* Text excerpt *
────

There are at least two justices whose rulings have hinted at opinions on a case overturning Quill. In a 2014 ruling on a Colorado online-sales-tax law, Justice Anthony Kennedy said in a concurring opinion that while the Colorado case wasn’t the right vehicle, the legal system should find an “appropriate case” for the court to reexamine Quill and an earlier, similar court decision. Kennedy’s statement spurred states like South Dakota to bring up test cases in an attempt to overturn Quill.
Before the Colorado case made it to the Supreme Court, it passed through the U.S. Court of Appeals for the 10th Circuit, where then-Judge Neil Gorsuch—now a Supreme Court justice—wrote that the Quill decision may have “attached a sort of expiration date” to out-of-state vendors’ reliance on past court decisions by encouraging states to find other ways of collecting sales taxes, such as through expanded reporting requirements.
If the Supreme Court finds in favor of South Dakota, it could cause a scramble as states set up their own online-sales-tax regimes. Businesses, including small-scale shops exempted by past legislative proposals, would be immediately required to collect sales taxes for online purchases with little infrastructure in place.
“If the Supreme Court rules in South Dakota’s favor, it could become a marketplace free-for-all,” Rep. Kristi Noem of South Dakota said in a statement calling for Congress to sort out the issue.
Fearing the confusion and administrative burden from a state-by-state system of calculating and reporting requirements, a court decision in favor of South Dakota may spur Congress to finally advance a set of nationwide guidelines.
“Quill has been a reason for Congress not to act, and it may well be that if Wayfair repudiates Quill, then that will, I think, create more pressure for Congress to act,” Stark said.
In this Congress, as in many before, lawmakers have introduced legislation that would grant states the authority to require companies to collect online sales tax. Lawmakers introduced the first version of the Marketplace Fairness Act in 2011, and in 2013 the Senate passed the bill on a bipartisan vote, only for it to languish in the House.

────

* Exercise requirements *
Translate this sentence from the online sales tax text above into Spanish: "If the Supreme Court finds in favor of South Dakota, it could cause a scramble as states set up their own online-sales-tax regimes."

────

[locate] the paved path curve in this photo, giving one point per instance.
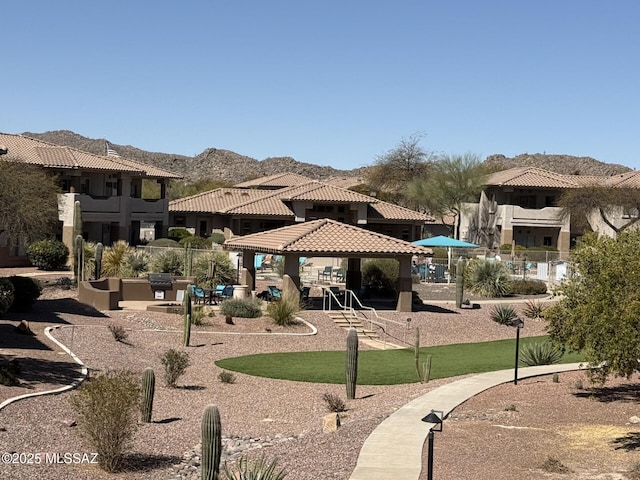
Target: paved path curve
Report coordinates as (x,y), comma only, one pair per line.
(394,448)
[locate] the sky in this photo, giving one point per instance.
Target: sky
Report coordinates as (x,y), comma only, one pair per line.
(332,83)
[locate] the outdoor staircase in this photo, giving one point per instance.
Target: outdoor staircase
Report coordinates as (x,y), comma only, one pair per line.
(346,319)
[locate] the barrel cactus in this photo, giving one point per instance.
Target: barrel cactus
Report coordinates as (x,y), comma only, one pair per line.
(148,389)
(211,443)
(352,363)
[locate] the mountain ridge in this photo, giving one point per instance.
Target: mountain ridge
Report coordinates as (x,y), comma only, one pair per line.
(234,168)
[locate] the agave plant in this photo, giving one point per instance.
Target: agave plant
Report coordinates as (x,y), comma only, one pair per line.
(113,259)
(503,314)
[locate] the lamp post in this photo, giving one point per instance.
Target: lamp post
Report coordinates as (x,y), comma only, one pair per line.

────

* Exercise output *
Si la Corte Suprema falla a favor de Dakota del Sur, podría desatar una carrera apresurada mientras los estados establecen sus propios regímenes de impuestos sobre las ventas en línea.